WORK INSTRUCTIONS »
[a] According to the text on the Churching of Women, how long did the lying-in period usually last?
[b] In the text on the Churching of Women, copy out the passage starting at "The ‘Churching of" and ending at "of the ceremony.".
─── DOCUMENT EXTRACT
The term ‘illuminated’ refers to the use of brilliant colours and gold to embellish initial letters, borders and small illustrations. This document, which measures 8ins X 6ins (20.5cms x 16cms), comprises a vellum case with red and gold decoration, and parchment leaves, some of which are illuminated with gold and vibrant red, green, brown and blue inks. Digital images of the manuscript are available to view on the Public Access Computers in the Searchroom using the Archangel package. Although the manuscript has no recorded date, it is estimated to be from early 20th Century.

The ‘Churching of Women’ is a ceremony for blessing newly delivered mothers. Although the practice is a Christian tradition, it is not confined to Christian religions alone. It seems that there are two main interpretations of the ceremony.

Some people regard it as a ritual thanksgiving for image3the woman’s survival of childbirth, an event which carried considerable risk to a woman’s life and health in times before the relative safety of modern medicine, when maternal mortality was high.

The days and weeks following childbirth, previously known as the lying-in period, was a time for newly delivered mothers to rest and recover from the ordeal of childbirth. It usually lasted 4 to 6 weeks and the Churching service was often the first occasion for a newly delivered woman to be seen out before she resumed her normal social life and activities.

However, an alternative interpretation is that it is related to the rite of purification following childbirth, possibly stemming from the Jewish practice described in the Bible, Leviticus 12:2-8 – women were pronounced unclean for a week after giving birth to a son or two weeks after giving birth to a daughter, and they would be purified after a month, or two. This period of time seems to match the traditional ‘lying-in’ period.

Although Churching has mostly disappeared from the modern Christian Church, one of our visitors to the Searchroom who saw the illuminated manuscript, recounted being ‘churched’ after the birth of her own daughter in 1961. She recalled how reluctant she had felt and how the Priest had been reluctant to perform the ceremony, too. However, it was her mother’s wish and the strong opinion voiced by her mother had made the newly delivered woman feel rather dirty following the childbirth.

I wonder how many other people remember ‘Churching’?
──────
─── INFORMATION
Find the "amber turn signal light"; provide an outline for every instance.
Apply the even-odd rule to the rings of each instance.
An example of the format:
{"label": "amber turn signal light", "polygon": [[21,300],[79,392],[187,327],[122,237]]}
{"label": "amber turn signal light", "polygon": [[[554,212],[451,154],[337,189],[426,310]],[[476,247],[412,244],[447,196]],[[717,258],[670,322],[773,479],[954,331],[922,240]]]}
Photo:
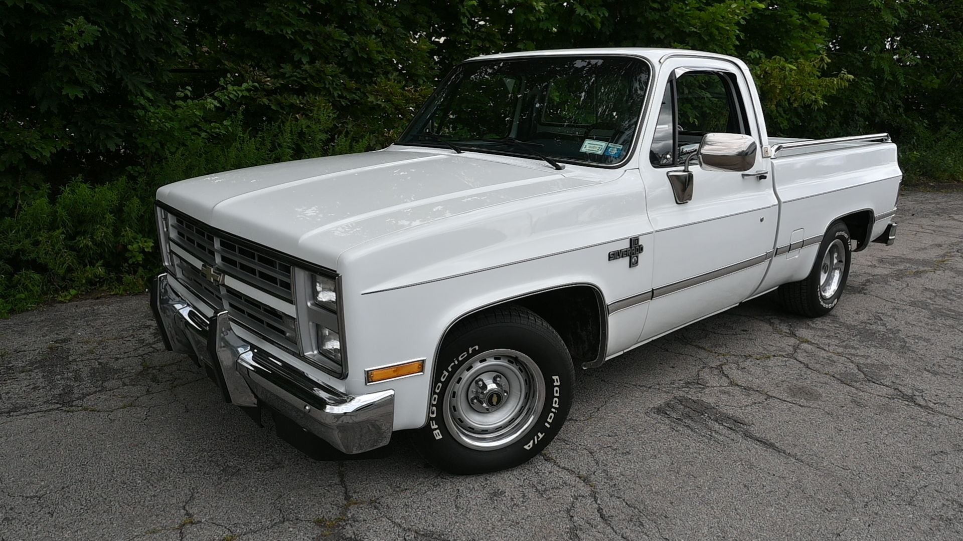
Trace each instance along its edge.
{"label": "amber turn signal light", "polygon": [[365,371],[365,378],[368,383],[377,383],[385,379],[413,375],[423,372],[425,372],[425,359],[418,359],[417,361],[408,361],[400,365],[367,370]]}

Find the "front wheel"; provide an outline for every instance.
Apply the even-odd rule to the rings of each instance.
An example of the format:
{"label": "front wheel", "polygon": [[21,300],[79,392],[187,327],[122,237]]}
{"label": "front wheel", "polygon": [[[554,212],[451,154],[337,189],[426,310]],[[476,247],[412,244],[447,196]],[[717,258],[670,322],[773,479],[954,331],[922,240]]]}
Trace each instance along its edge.
{"label": "front wheel", "polygon": [[809,318],[828,314],[843,296],[851,256],[849,228],[842,221],[834,222],[822,237],[809,275],[779,287],[783,306]]}
{"label": "front wheel", "polygon": [[438,468],[482,474],[538,454],[568,416],[575,370],[548,322],[521,306],[469,317],[445,339],[419,447]]}

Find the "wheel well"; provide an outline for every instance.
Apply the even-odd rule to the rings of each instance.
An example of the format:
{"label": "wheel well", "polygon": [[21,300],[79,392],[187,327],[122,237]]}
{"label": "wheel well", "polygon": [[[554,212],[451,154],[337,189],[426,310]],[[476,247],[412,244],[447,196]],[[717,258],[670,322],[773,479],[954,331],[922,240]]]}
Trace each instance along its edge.
{"label": "wheel well", "polygon": [[846,223],[849,228],[849,236],[856,240],[856,249],[859,251],[869,245],[870,235],[872,234],[872,211],[864,210],[848,214],[840,218],[837,221]]}
{"label": "wheel well", "polygon": [[576,368],[604,356],[605,301],[599,291],[587,285],[569,286],[511,300],[552,325],[568,348]]}
{"label": "wheel well", "polygon": [[[524,306],[548,322],[565,343],[576,368],[605,357],[603,348],[608,322],[604,319],[607,316],[605,299],[598,288],[587,284],[573,284],[509,298],[486,306],[483,311],[506,304]],[[471,314],[465,314],[453,322],[449,330]],[[448,332],[445,334],[447,336]]]}

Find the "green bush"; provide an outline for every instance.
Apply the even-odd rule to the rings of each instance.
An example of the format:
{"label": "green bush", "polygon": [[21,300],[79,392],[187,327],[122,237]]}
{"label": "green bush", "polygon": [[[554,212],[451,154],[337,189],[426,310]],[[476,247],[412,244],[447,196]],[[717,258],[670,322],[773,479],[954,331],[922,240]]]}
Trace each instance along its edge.
{"label": "green bush", "polygon": [[160,270],[153,204],[164,184],[382,143],[383,136],[337,133],[325,111],[256,132],[243,130],[243,118],[235,115],[221,122],[216,138],[195,134],[180,144],[169,142],[162,159],[128,167],[117,178],[93,184],[78,176],[60,193],[32,193],[13,216],[0,219],[0,317],[91,291],[143,291],[146,278]]}

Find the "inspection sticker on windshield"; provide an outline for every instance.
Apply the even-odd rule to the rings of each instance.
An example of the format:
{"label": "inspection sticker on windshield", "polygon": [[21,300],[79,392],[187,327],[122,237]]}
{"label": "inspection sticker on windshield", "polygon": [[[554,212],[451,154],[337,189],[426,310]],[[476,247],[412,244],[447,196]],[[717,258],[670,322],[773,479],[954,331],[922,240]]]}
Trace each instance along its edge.
{"label": "inspection sticker on windshield", "polygon": [[622,145],[610,142],[609,145],[605,147],[605,155],[612,156],[612,158],[620,158],[622,156]]}
{"label": "inspection sticker on windshield", "polygon": [[605,152],[606,142],[604,141],[595,141],[594,139],[586,139],[582,143],[582,150],[579,152],[586,152],[587,154],[603,154]]}

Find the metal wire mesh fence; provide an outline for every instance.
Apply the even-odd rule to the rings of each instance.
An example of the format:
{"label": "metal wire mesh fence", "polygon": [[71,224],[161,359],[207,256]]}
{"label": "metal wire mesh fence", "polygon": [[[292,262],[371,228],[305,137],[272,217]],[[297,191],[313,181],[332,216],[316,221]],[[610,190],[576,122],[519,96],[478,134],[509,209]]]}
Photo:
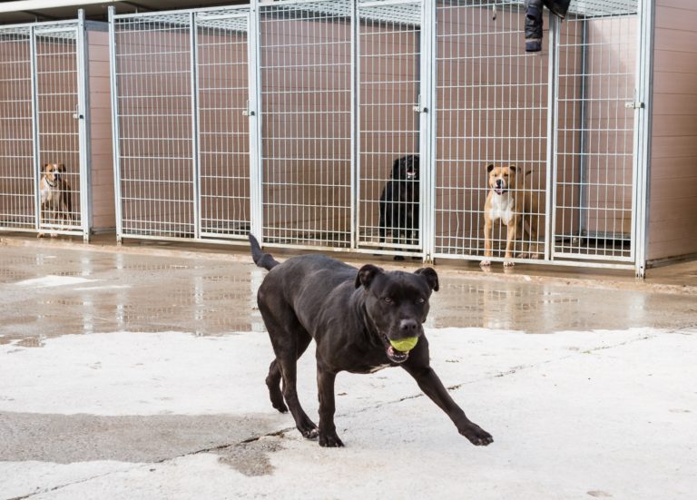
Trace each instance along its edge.
{"label": "metal wire mesh fence", "polygon": [[0,34],[0,227],[34,229],[32,37]]}
{"label": "metal wire mesh fence", "polygon": [[420,246],[421,4],[358,4],[358,242]]}
{"label": "metal wire mesh fence", "polygon": [[535,54],[522,0],[113,16],[121,234],[630,267],[637,13]]}
{"label": "metal wire mesh fence", "polygon": [[0,228],[81,233],[78,22],[0,27]]}
{"label": "metal wire mesh fence", "polygon": [[246,14],[196,19],[201,234],[250,231],[250,120]]}
{"label": "metal wire mesh fence", "polygon": [[554,255],[629,260],[636,2],[570,16],[559,44]]}
{"label": "metal wire mesh fence", "polygon": [[351,3],[263,5],[263,231],[268,242],[351,244]]}

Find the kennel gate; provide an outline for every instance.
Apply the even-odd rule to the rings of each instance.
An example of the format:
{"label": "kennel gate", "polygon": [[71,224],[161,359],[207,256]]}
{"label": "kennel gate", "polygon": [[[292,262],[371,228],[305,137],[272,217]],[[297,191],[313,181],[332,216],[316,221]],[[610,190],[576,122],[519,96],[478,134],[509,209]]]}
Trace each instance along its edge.
{"label": "kennel gate", "polygon": [[[631,269],[646,1],[574,0],[563,22],[545,11],[538,54],[524,50],[523,0],[112,15],[118,236],[251,230],[270,246],[478,260],[486,167],[506,163],[535,201],[525,225],[539,220],[515,260]],[[381,243],[380,192],[407,154],[421,160],[418,239]]]}
{"label": "kennel gate", "polygon": [[[0,230],[89,239],[85,56],[82,11],[76,21],[0,26]],[[44,163],[66,167],[64,218],[41,210]]]}
{"label": "kennel gate", "polygon": [[246,239],[248,11],[110,10],[119,241]]}
{"label": "kennel gate", "polygon": [[[525,217],[540,221],[514,260],[633,269],[645,2],[574,0],[564,21],[545,10],[540,54],[524,51],[524,4],[437,3],[434,255],[482,260],[494,163],[517,167],[517,195],[536,205]],[[506,234],[495,224],[489,260],[504,260]]]}

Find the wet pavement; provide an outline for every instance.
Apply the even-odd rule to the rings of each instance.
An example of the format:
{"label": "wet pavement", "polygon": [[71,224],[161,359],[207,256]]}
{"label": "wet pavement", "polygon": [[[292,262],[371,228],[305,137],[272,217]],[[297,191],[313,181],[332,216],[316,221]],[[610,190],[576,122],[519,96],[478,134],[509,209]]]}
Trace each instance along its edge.
{"label": "wet pavement", "polygon": [[[432,363],[495,443],[395,369],[339,374],[347,448],[327,450],[268,401],[266,271],[245,248],[0,238],[0,499],[692,497],[694,263],[436,269]],[[310,416],[314,380],[308,353]]]}
{"label": "wet pavement", "polygon": [[[59,335],[107,331],[264,331],[254,297],[266,271],[252,264],[246,249],[182,257],[157,247],[104,251],[16,243],[0,246],[0,344],[33,346]],[[418,267],[365,257],[353,256],[350,262]],[[696,296],[681,287],[614,276],[531,278],[519,268],[504,275],[437,266],[441,289],[427,326],[552,333],[697,322]],[[694,284],[697,290],[697,278]]]}

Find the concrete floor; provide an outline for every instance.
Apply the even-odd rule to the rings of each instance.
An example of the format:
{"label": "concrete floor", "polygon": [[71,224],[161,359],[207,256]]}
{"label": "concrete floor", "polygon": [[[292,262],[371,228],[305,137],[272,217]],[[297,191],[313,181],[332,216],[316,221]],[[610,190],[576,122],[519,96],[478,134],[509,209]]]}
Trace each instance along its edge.
{"label": "concrete floor", "polygon": [[268,402],[246,249],[2,237],[0,498],[692,497],[697,264],[499,268],[437,266],[427,324],[495,443],[469,446],[397,369],[339,376],[347,448],[325,450]]}

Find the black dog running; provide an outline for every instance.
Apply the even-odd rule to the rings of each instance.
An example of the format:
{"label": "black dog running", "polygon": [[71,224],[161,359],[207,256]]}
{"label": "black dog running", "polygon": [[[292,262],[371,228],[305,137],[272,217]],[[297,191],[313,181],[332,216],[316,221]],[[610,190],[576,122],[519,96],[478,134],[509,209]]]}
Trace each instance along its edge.
{"label": "black dog running", "polygon": [[[400,366],[447,414],[460,434],[477,446],[493,441],[489,433],[465,416],[429,366],[422,325],[431,292],[438,289],[433,269],[386,272],[367,264],[357,270],[324,255],[293,257],[280,263],[263,253],[251,235],[250,242],[254,263],[270,271],[257,296],[276,354],[266,385],[273,407],[280,412],[290,409],[302,436],[319,436],[321,446],[342,446],[334,426],[337,374]],[[418,339],[408,352],[398,351],[392,344],[413,338]],[[297,361],[312,338],[317,343],[319,428],[302,409],[296,391]]]}

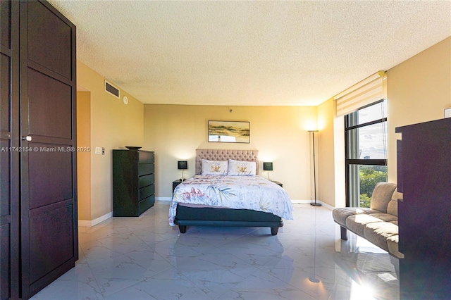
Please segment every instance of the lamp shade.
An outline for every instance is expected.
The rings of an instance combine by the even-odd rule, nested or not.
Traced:
[[[187,170],[188,168],[188,162],[186,161],[178,161],[177,162],[178,170]]]
[[[273,170],[273,163],[263,163],[263,170],[264,171],[272,171]]]

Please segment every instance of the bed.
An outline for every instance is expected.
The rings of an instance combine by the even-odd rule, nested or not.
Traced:
[[[223,173],[229,165],[240,173]],[[205,171],[214,169],[220,175]],[[292,219],[291,200],[282,187],[258,172],[257,150],[197,149],[196,175],[175,187],[169,224],[178,225],[181,233],[190,225],[245,226],[268,227],[276,235],[283,218]]]

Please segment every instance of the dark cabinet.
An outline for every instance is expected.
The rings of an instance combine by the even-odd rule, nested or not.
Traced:
[[[0,299],[78,259],[75,26],[47,1],[1,3]]]
[[[451,291],[451,118],[396,128],[400,294],[442,299]]]
[[[154,153],[113,150],[113,215],[137,217],[154,204]]]

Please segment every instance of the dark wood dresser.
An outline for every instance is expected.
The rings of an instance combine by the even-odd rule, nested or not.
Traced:
[[[400,296],[451,295],[451,118],[396,128]]]
[[[113,150],[113,216],[137,217],[155,204],[154,152]]]

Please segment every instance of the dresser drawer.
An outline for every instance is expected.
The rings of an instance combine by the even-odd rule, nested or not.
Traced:
[[[155,161],[155,155],[151,151],[138,151],[138,163],[154,163]]]
[[[139,199],[142,200],[144,198],[155,193],[155,185],[150,185],[138,189]]]
[[[138,215],[155,204],[155,195],[152,195],[138,202]]]
[[[138,177],[138,182],[139,189],[153,185],[155,182],[155,175],[154,174],[149,174],[144,176],[140,176]]]
[[[155,165],[153,163],[140,163],[138,165],[138,175],[142,176],[155,173]]]

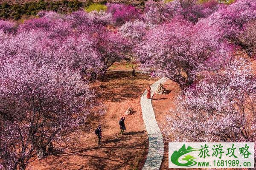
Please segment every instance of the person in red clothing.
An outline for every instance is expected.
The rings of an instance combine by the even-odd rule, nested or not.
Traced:
[[[147,94],[147,98],[148,99],[150,99],[151,95],[150,95],[150,91],[151,91],[151,88],[150,88],[150,86],[148,85],[148,88],[147,89],[148,91],[148,94]]]
[[[99,144],[100,143],[100,140],[101,139],[102,137],[102,130],[101,130],[101,126],[100,125],[98,126],[97,129],[95,130],[95,134],[97,135],[98,136],[98,143]]]

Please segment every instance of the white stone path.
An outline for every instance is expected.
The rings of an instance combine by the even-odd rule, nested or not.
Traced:
[[[151,97],[154,95],[158,85],[160,83],[163,83],[167,79],[166,77],[163,78],[151,85]],[[142,169],[158,170],[163,156],[163,141],[161,131],[156,120],[152,106],[152,100],[147,99],[147,93],[146,90],[140,99],[143,119],[148,131],[149,142],[147,160]]]

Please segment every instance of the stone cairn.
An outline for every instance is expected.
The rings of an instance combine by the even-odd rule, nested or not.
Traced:
[[[125,115],[129,115],[130,114],[132,114],[134,113],[134,111],[131,108],[129,108],[126,111],[125,111]]]
[[[167,91],[162,83],[160,83],[157,86],[157,88],[156,91],[156,94],[166,94]]]

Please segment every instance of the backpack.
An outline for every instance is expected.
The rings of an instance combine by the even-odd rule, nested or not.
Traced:
[[[96,129],[95,130],[95,134],[96,135],[99,135],[99,129],[98,128]]]

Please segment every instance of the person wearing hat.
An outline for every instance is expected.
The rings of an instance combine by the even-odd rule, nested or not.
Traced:
[[[101,129],[101,126],[100,125],[99,125],[97,128],[97,129],[95,130],[95,134],[98,136],[98,143],[99,144],[100,143],[100,140],[101,139],[102,137],[102,130]]]
[[[125,128],[125,117],[121,117],[121,119],[118,122],[119,125],[120,125],[120,128],[121,129],[121,131],[120,132],[120,135],[123,135],[124,131],[126,130],[126,128]]]

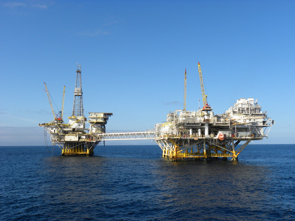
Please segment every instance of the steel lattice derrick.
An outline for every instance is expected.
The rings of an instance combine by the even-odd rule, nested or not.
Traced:
[[[77,72],[77,76],[76,77],[76,84],[74,91],[74,103],[72,116],[84,116],[81,65],[77,65],[76,72]]]

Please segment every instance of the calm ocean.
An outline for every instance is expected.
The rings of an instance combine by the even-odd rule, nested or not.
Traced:
[[[155,145],[0,151],[2,221],[295,220],[294,144],[250,145],[238,162],[172,162]]]

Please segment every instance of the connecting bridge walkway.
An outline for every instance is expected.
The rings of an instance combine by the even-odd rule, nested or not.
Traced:
[[[156,131],[147,131],[139,132],[100,133],[96,135],[96,139],[101,141],[126,140],[154,140]]]

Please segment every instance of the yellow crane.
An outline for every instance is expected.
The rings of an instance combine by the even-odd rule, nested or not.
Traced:
[[[63,100],[61,101],[61,111],[60,111],[60,118],[63,120],[63,103],[65,101],[65,86],[63,86]]]
[[[211,110],[211,107],[208,105],[207,101],[207,95],[205,94],[205,90],[204,90],[204,83],[203,80],[203,75],[201,70],[201,66],[200,62],[198,62],[198,66],[199,69],[199,75],[200,76],[200,83],[201,85],[201,90],[202,91],[202,97],[203,100],[203,110]]]
[[[183,111],[186,111],[186,69],[184,72],[184,89],[183,92]]]
[[[53,115],[53,118],[55,120],[55,114],[54,113],[54,111],[53,110],[53,107],[52,106],[52,103],[51,103],[51,100],[50,99],[50,96],[49,95],[49,92],[47,89],[47,87],[46,86],[46,84],[44,83],[44,84],[45,85],[45,89],[46,93],[47,94],[47,96],[48,97],[48,100],[49,101],[49,104],[50,105],[50,107],[51,108],[51,111],[52,112],[52,114]]]
[[[53,109],[53,107],[52,105],[52,103],[51,103],[51,100],[50,99],[50,95],[49,95],[49,92],[47,89],[47,86],[46,86],[46,84],[44,83],[44,84],[45,85],[45,91],[47,94],[47,97],[48,97],[48,100],[49,101],[49,104],[50,105],[50,107],[51,108],[51,112],[53,116],[53,118],[55,121],[62,121],[63,116],[63,104],[65,100],[65,86],[63,86],[63,100],[62,101],[61,104],[61,111],[59,113],[59,116],[58,115],[57,115],[54,113],[54,110]]]

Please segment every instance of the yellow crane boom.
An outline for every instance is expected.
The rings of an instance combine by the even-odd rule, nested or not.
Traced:
[[[201,85],[201,90],[202,91],[202,97],[203,100],[203,109],[211,109],[211,108],[209,105],[207,101],[207,95],[205,94],[205,90],[204,90],[204,82],[203,81],[203,75],[201,70],[201,66],[200,62],[198,62],[198,66],[199,69],[199,76],[200,76],[200,83]]]
[[[63,103],[65,101],[65,86],[63,86],[63,100],[61,101],[61,111],[60,111],[60,118],[62,120],[63,117]]]
[[[183,111],[186,110],[186,69],[184,72],[184,89],[183,92]]]
[[[50,96],[49,95],[49,92],[47,89],[47,87],[46,86],[46,84],[44,83],[44,84],[45,85],[45,88],[46,90],[46,93],[47,93],[47,96],[48,97],[48,100],[49,101],[49,104],[50,105],[50,107],[51,108],[51,111],[52,112],[52,114],[53,115],[53,118],[55,120],[55,114],[54,113],[54,111],[53,110],[53,107],[52,106],[52,103],[51,103],[51,100],[50,99]]]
──────
ACTIVITY ANSWERS »
[a] It usually lasted 4 to 6 weeks.

[b]
The ‘Churching of Women’ is a ceremony for blessing newly delivered mothers. Although the practice is a Christian tradition, it is not confined to Christian religions alone. It seems that there are two main interpretations of the ceremony.